Task set:
**1.** Answer these from the chainsaw forum excerpt, one per line:
(a) What price per chain is given?
(b) What tool does the first writer use to sharpen chains?
(c) What type of chain does Max Rockatanski say to use for cutting with the grain?
**2.** Print the part of the chainsaw forum excerpt between "## Max Rockatanski" and "survived the experience.", inclusive.
**3.** Translate this sentence from the chainsaw forum excerpt into Spanish: "Ripping is much slower with a safety chain."

Excerpt to read:
- - - - - - -

At $10.00 per chain it's worth it to stay in the game/cutting. Sharpening a chain with a hand file is just about as easy as it gets. You can match the angle IF you have a good eye Or use a small metal guide. Files are cheap. I use a Dremel/high speed grinder with a chainsaw stone. I have 5 or 6 chain saws and it's too expensive to have them sharpened, so I taught myself how. There are "thin kerf" chains and "full kerf" chains. There are "safety chains" and NOT.
The NOT type are much faster cutting as they take a bigger bite.
Ripping is much slower with a safety chain. Ripping slabs is more time consuming than cutting cross cutting large diameters.


----------



## Max Rockatanski (Jun 22, 2017)

In the event anyone tries this type of job in the future, be sure to use a "ripping chain" for the chainsaw as such a chain is the proper tool for cutting with the grain. Using the proper tool is the first step toward safety. When dealing with chainsaws, safety is the only path to follow. Hope the walnut stump job was a success. Please post pics if you survived the experience.


----------



## mackman (Mar 2, 2016)

- - - - - - -

Supplied information:
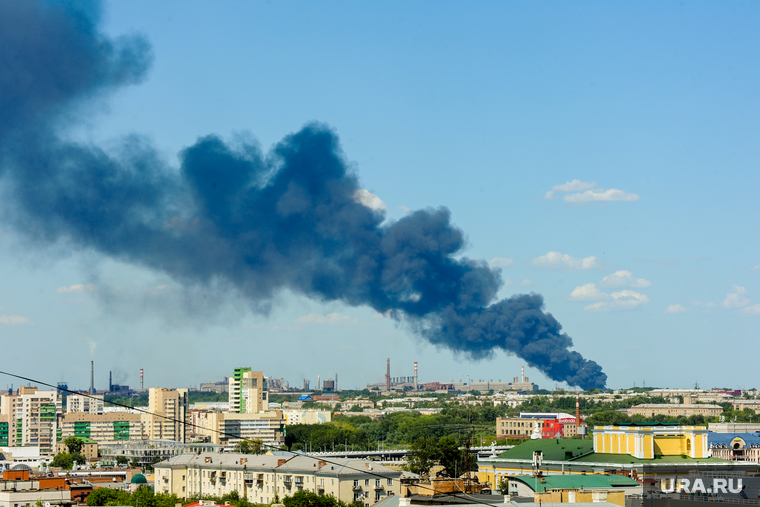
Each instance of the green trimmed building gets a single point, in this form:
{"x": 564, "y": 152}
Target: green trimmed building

- - - - - - -

Outputs in order:
**1.**
(a) $10.00 per chain
(b) A Dremel/high speed grinder with a chainsaw stone
(c) A "ripping chain"

**2.**
## Max Rockatanski (Jun 22, 2017)

In the event anyone tries this type of job in the future, be sure to use a "ripping chain" for the chainsaw as such a chain is the proper tool for cutting with the grain. Using the proper tool is the first step toward safety. When dealing with chainsaws, safety is the only path to follow. Hope the walnut stump job was a success. Please post pics if you survived the experience.

**3.** Cortar al hilo es mucho más lento con una cadena de seguridad.